GOAL: Put the entries below into a two-column CSV with one row per entry, using the headers "prompt" and "boxes". Put each entry's text and its answer in their own quoted fields, turn line breaks into spaces, and leave out the pictures.

DATA TO USE:
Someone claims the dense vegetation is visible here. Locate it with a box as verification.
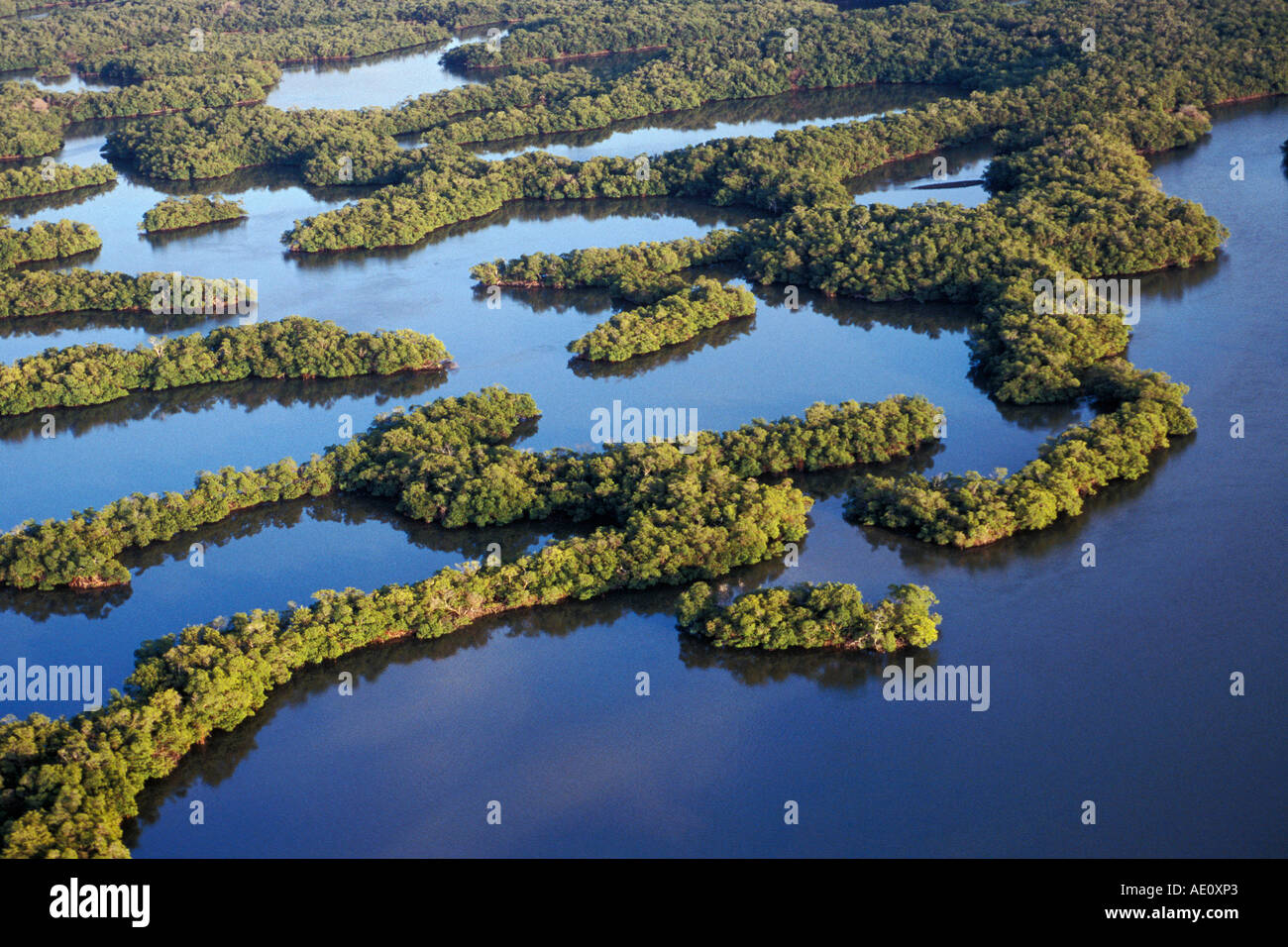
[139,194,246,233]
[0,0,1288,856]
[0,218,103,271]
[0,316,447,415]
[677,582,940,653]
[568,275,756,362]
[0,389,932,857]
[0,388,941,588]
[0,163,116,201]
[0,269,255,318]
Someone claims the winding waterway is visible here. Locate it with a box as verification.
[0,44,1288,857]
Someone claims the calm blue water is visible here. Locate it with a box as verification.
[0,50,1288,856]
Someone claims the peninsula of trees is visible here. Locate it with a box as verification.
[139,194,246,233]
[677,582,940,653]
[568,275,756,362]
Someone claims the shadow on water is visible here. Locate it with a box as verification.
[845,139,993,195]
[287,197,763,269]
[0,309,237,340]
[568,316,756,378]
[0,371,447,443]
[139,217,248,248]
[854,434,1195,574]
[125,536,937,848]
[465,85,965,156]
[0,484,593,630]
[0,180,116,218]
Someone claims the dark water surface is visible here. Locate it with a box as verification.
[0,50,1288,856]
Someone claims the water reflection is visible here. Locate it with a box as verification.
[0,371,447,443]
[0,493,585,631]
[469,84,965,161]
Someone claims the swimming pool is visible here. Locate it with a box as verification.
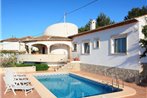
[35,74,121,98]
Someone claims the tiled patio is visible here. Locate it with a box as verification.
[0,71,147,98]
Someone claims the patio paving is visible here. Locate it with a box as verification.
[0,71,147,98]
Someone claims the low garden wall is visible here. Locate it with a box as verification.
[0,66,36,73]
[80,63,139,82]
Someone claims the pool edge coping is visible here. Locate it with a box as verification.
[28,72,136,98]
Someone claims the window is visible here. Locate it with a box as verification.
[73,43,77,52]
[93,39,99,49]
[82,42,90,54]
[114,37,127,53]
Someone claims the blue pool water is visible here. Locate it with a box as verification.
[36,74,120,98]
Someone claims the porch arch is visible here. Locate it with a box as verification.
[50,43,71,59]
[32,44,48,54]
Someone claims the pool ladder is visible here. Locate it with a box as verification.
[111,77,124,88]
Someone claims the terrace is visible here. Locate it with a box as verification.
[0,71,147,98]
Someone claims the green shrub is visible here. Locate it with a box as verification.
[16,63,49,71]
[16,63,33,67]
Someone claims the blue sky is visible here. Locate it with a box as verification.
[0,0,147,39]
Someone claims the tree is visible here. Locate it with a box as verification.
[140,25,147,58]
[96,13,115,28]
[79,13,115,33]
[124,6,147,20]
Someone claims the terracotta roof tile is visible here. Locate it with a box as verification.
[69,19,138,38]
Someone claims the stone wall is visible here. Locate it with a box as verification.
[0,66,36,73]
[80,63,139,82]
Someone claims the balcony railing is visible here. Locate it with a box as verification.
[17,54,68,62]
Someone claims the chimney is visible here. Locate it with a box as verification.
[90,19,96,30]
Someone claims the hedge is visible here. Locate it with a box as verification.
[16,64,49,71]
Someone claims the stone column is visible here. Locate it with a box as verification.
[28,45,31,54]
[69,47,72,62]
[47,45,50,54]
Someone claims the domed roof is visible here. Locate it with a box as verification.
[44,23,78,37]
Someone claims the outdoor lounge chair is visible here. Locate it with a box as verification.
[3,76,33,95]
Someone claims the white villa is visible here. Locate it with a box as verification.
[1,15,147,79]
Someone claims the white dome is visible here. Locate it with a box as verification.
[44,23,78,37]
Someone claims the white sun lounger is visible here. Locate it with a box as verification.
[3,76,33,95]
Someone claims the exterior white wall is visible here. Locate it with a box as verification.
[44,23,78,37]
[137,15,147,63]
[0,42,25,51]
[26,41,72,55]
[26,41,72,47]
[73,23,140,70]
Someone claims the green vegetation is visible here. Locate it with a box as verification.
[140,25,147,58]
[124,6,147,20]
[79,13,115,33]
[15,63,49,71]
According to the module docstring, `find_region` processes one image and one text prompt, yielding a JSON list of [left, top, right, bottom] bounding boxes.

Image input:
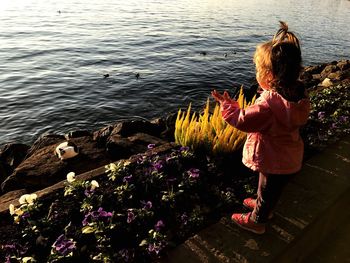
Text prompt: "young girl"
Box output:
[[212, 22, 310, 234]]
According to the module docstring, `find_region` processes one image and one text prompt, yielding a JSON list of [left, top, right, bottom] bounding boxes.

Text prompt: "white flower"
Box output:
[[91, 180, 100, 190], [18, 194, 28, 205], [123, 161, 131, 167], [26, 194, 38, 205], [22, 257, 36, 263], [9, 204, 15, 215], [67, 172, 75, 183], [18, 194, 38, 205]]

RESPONSE TO THE TASK:
prompt,boxes
"Someone claims the dense vegetation is visible here. Locate it with a box as verification.","[139,194,246,233] [0,0,1288,856] [0,218,103,271] [0,316,447,415] [677,582,940,653] [568,275,756,362] [0,389,932,857] [0,388,941,588] [0,163,116,201] [0,269,255,318]"
"Someone claims the winding waterway is visible here. Locate it with a box as verification.","[0,44,1288,857]"
"Someone claims the calm blue water is visible here. Locate it with a box as verification.","[0,50,1288,856]"
"Someone claims the peninsula of trees is visible here. Locate it with a box as verification.","[139,194,246,233] [677,582,940,653] [568,275,756,362]"
"Someone claims the shadow on water is visible here. Locate it with a box as verification.","[845,139,993,195] [287,197,763,269] [0,309,237,340] [568,316,756,378] [0,371,447,443] [139,217,248,248] [854,434,1195,574] [125,536,937,848] [465,85,965,156] [0,484,593,630] [0,180,116,218]"
"Someone claims the dark water surface is visible here. Locate it with a box as verification.","[0,50,1288,856]"
"Someone claims the water reflection is visible here. Locate it with a box as verification.","[0,371,447,443] [0,493,585,631] [469,84,965,161]"
"Someone claims the swimming pool is visible here. Locate it with a box as verification.","[35,74,121,98]"
"Someone claims the tiled patio is visible here. Locate it with a box as verification.","[0,71,147,98]"
"Someone claims the patio paving is visible here. Locate it with a box as verification.","[0,71,147,98]"
"Someone claims the low garden wall is visible here. Locate it with a box as verification.","[0,66,36,73] [80,63,139,82]"
"Someone claims the pool edge coping is visible here. Locate it with a box as verification.","[28,72,136,98]"
"Someone claims the window is visible here. Locate it with a box as verification.","[73,43,77,52] [93,39,99,49] [82,42,90,54] [114,37,127,53]"
"Someone claims the blue pool water is visible here. Locate it with a box as verification.","[36,74,120,98]"
"Someone claims the porch arch is visible here. Locate it with a box as verification.","[50,43,71,59] [32,44,48,54]"
"Someone claims the pool ladder is visible here. Locate it with a box as verification.","[111,77,124,88]"
"Someone claims the terrace is visible here. Locate it with a box as verification.","[0,71,147,98]"
"Someone claims the green shrub is visible here. Locate it with a box as verification.","[16,63,49,71] [16,63,33,67]"
"Someone claims the blue sky is visible here. Locate it with a box as verification.","[0,0,147,39]"
"Someone claims the tree is visible here. Locate it with a box as verification.","[140,25,147,58] [96,13,115,28] [79,13,115,33] [124,6,147,20]"
"Someone claims the terracotta roof tile is visible here. Locate it with a box as verification.","[69,19,138,38]"
"Someone claims the stone wall is visible here. Locate it with a box as verification.","[0,66,36,73] [80,63,139,82]"
"Someone claims the balcony railing is visible here. Locate it with a box as verification.","[17,54,68,62]"
"Someone claims the chimney is visible here. Locate it with a box as verification.","[90,19,96,30]"
"Someone claims the hedge is visible here. Locate it with a box as verification.","[16,64,49,71]"
"Someone claims the stone column is visible here. Locate it with a box as verification.","[28,45,31,54] [69,47,72,62] [47,45,50,54]"
"Someone claims the domed roof is visible here. Locate it with a box as verification.","[44,23,78,37]"
"Someone claims the outdoor lounge chair is visible here. Locate it with a box as verification.","[3,76,33,95]"
"Someone claims the white villa is visible here. Locate it with a box as verification.","[1,15,147,79]"
"Someone claims the white dome is visible here. Locate it with a box as verification.","[44,23,78,37]"
"Someone claims the white sun lounger is visible here. Locate it with a box as verification.","[3,76,33,95]"
"Someone claims the exterior white wall is visible here. Locate it with a box as verification.","[44,23,78,37] [137,15,147,63] [0,42,25,51] [26,41,72,55] [26,41,72,47] [73,23,140,70]"
"Someone claims the green vegetation is visible here. Locate it with a box as verification.","[140,25,147,58] [124,6,147,20] [79,13,115,33] [15,63,49,71]"
"According to the module docstring, `find_region` processes one image and one text prompt, yielding a JSON list of [left, top, right, bottom] bounding boxes. Image input: Text prompt: ""young girl"" Box output:","[[212, 22, 310, 234]]"
"According to the module docstring, `find_region` processes one image and one text prompt, yielding a JSON list of [left, top, right, bottom] bounding boxes. Text prompt: ""white flower"" Box output:","[[91, 180, 100, 190], [18, 194, 28, 205], [123, 161, 131, 167], [26, 194, 38, 205], [22, 257, 36, 263], [9, 204, 15, 215], [67, 172, 75, 183], [18, 194, 38, 205]]"